> Aim of the exercise: Reproduce all of the records below, substituting "Instructor note" for every occurrence of "Teacher note" and leaving all other text unchanged.

— begin Exercise input —

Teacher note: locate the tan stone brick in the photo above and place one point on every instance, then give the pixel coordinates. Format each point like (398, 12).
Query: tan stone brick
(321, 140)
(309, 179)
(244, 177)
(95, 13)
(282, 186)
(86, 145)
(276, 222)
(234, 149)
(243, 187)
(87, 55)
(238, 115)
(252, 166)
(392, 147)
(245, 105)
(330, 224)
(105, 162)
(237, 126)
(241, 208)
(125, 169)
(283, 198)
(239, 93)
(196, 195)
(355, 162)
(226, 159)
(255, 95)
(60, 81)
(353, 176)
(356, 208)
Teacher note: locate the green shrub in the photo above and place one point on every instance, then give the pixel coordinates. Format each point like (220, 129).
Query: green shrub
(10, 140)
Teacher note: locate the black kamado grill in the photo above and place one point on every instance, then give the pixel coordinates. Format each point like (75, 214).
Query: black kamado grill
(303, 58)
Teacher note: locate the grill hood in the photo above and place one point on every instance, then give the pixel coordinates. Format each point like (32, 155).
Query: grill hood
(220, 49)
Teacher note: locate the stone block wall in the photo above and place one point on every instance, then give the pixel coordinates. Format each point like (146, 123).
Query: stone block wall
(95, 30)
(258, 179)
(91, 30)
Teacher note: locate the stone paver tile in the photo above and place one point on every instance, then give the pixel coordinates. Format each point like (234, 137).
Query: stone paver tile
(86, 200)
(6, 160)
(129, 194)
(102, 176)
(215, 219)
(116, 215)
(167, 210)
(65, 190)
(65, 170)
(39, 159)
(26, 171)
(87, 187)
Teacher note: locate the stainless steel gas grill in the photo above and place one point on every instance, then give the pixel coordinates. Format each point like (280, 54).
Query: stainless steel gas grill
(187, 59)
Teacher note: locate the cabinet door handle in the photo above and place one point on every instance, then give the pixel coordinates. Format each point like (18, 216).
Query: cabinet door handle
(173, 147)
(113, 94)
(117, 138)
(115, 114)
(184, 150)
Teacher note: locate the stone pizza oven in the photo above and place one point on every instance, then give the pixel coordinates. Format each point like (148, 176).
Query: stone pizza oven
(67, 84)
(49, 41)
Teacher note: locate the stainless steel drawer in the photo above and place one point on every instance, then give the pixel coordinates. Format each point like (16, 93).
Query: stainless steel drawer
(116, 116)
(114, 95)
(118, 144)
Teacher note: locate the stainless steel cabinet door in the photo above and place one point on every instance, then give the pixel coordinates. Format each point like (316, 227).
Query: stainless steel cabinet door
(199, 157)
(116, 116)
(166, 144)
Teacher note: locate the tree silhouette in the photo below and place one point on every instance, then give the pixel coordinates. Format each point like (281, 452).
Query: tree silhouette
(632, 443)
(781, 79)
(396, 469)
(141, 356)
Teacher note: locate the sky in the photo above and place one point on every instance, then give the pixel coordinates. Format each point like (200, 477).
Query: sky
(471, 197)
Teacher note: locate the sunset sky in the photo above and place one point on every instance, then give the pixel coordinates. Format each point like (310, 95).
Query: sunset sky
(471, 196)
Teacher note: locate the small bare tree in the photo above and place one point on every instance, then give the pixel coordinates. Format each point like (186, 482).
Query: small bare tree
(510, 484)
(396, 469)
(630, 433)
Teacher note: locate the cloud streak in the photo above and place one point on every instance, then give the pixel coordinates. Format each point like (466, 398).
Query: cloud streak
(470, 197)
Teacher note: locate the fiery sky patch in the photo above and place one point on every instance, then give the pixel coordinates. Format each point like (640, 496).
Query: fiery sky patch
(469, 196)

— end Exercise input —

> In response:
Instructor note: locate the tan stone brick in the photo above and place one point on every instance, then give the pixel coordinates. Format each point like (398, 12).
Query: tan stone brick
(321, 140)
(309, 179)
(244, 177)
(95, 13)
(282, 186)
(86, 145)
(276, 222)
(234, 149)
(243, 187)
(87, 55)
(238, 115)
(252, 166)
(392, 147)
(245, 105)
(330, 224)
(105, 162)
(237, 126)
(241, 208)
(125, 169)
(283, 198)
(239, 93)
(196, 195)
(355, 162)
(226, 159)
(255, 95)
(60, 81)
(353, 176)
(356, 208)
Instructor note: locate the green shrub in the photo above and place one point on every instance, then give the pixel coordinates. Format each point like (220, 129).
Query: green shrub
(10, 140)
Instructor note: locate the black kamado grill in the photo above and place one point on every instance, then give the pixel coordinates. Format each point like (75, 214).
Query: black kamado grill
(303, 58)
Instructor note: locate the grill hood in the photo above and place one point on every instance, then give the pixel coordinates. Format each point like (32, 155).
Query: grill hood
(220, 49)
Instructor note: locate the stone block wall in the photo above and place one point on every instance, then give the pixel coordinates. Format each point like (146, 123).
Query: stone block wall
(95, 30)
(258, 179)
(91, 30)
Instructor note: locate the stone paver tile in the photo above and place one point on every instance, then give the pixel coordinates. Format each point like (234, 137).
Query: stone paver tile
(86, 200)
(6, 160)
(129, 194)
(102, 176)
(215, 219)
(116, 215)
(167, 210)
(65, 190)
(65, 170)
(39, 159)
(26, 171)
(87, 187)
Instructor note: locate the stainless steel gas grill in the photo above and place one point on every instance, then give the pixel coordinates. Format each point like (280, 54).
Query: stainless steel gas grill
(187, 59)
Instructor note: locate the cabinet door handle in the photo above and place one point on every instance, then give the pixel coordinates. Format each point like (18, 216).
Query: cabinet door handle
(173, 147)
(113, 94)
(117, 138)
(115, 114)
(184, 150)
Instructor note: locate the stone pizza oven in the photo above and place one point on every instance, then give the pixel coordinates. Format each point like (148, 176).
Query: stone pizza oven
(67, 84)
(49, 41)
Instructor note: locate the stainless steel drawer in the photo above and place one point on every instance, then give the pixel coordinates. Format each point like (16, 93).
Query: stainless steel drawer
(116, 116)
(114, 95)
(118, 144)
Instructor note: locate the stainless steel cabinet door in the photo above and place one point on every instance, then give the pixel coordinates. Format each point like (316, 227).
Query: stainless steel cabinet door
(199, 157)
(116, 116)
(166, 144)
Instructor note: locate the tree silhouette in the photo below and place one point on every instance, then give the pixel coordinates. Format each point like (281, 452).
Query: tree silhouette
(632, 443)
(781, 79)
(396, 469)
(141, 356)
Instructor note: locate the sky in the photo above and place one point on every instance, then give the pixel coordinates. Format each point like (200, 477).
Query: sky
(471, 197)
Instructor note: locate the sunset sky in the photo above and place one point on every instance, then give the pixel coordinates. Format each point like (310, 95).
Query: sunset sky
(471, 196)
Instructor note: locate the small bare tree in the photo above and place one point on every instance, then give the pixel coordinates. Format each point like (186, 482).
Query: small bare tree
(510, 484)
(396, 469)
(630, 433)
Instructor note: locate the cloud streak in the photo above and place one point on every instance, then give the pixel coordinates. Format each point like (466, 398).
Query: cloud streak
(470, 197)
Instructor note: locate the fiery sky patch in the photo above and place one point on every instance, then give the pixel coordinates. Format each point like (640, 496).
Query: fiery sky patch
(469, 196)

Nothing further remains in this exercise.